***** Input records *****
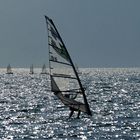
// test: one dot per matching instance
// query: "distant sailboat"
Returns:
(65, 82)
(44, 71)
(31, 69)
(9, 70)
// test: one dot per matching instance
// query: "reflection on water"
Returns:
(29, 111)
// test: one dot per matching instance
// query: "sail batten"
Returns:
(63, 74)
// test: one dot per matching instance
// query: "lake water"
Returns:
(29, 111)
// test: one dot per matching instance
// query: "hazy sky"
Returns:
(97, 33)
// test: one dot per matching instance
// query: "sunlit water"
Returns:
(29, 111)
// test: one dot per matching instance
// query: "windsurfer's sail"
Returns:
(44, 70)
(65, 82)
(9, 69)
(31, 69)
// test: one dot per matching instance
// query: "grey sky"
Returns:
(97, 33)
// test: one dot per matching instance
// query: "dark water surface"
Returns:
(29, 111)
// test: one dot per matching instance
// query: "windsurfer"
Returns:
(71, 108)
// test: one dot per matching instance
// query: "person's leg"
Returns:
*****
What you need to do — Gather every line of the entries above that contains the string "query". The match is case-sensitive.

Result —
// query: "distant sailboat"
// query: "reflection on water"
// query: "sail batten"
// query: "lake water"
// query: "hazy sky"
// query: "sunlit water"
// query: "windsurfer's sail"
// query: "grey sky"
// query: "dark water surface"
// query: "windsurfer"
// query: "person's leg"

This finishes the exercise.